## What the task requires:
Give back exactly the stretch of data below from the line holding "target: work shoe" through the line holding "target: man's forearm", both ends included, and leave the remaining lines out.

START Data to examine

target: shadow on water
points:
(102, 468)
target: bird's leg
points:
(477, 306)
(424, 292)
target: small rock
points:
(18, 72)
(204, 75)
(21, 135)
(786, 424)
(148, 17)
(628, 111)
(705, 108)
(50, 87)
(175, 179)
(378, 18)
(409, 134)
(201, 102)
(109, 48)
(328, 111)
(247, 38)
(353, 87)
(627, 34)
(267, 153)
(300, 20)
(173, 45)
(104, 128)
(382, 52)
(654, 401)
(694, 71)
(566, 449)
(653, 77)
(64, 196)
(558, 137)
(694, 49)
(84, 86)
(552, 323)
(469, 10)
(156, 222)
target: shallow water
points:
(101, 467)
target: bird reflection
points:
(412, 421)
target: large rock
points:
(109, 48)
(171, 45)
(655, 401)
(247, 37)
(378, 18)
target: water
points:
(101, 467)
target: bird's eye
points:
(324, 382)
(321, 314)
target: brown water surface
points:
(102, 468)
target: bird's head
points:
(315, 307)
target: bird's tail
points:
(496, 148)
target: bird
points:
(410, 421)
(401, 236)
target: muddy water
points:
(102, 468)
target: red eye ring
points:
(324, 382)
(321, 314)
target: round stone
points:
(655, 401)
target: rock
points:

END Data to examine
START Data to examine

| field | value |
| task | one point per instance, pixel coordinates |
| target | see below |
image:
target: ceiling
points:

END Data to examine
START Data to examine

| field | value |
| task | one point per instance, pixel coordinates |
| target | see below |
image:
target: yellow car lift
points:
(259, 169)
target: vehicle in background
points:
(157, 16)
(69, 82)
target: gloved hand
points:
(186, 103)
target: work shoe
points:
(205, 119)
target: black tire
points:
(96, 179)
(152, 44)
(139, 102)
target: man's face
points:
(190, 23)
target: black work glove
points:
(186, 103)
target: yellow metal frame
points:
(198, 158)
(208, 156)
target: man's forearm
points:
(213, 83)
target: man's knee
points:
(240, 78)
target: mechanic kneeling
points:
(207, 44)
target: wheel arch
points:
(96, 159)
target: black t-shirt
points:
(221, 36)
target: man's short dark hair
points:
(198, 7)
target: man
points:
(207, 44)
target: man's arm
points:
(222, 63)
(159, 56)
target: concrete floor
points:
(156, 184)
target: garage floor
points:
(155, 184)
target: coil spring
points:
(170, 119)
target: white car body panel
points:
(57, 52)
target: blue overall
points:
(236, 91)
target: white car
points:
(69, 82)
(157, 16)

END Data to examine

## Solution for this exercise:
target: work shoe
points:
(205, 119)
target: black tire
points:
(96, 179)
(152, 44)
(139, 102)
target: man's face
points:
(190, 23)
target: black work glove
points:
(186, 103)
target: yellow metal frame
points:
(198, 158)
(208, 156)
target: man's forearm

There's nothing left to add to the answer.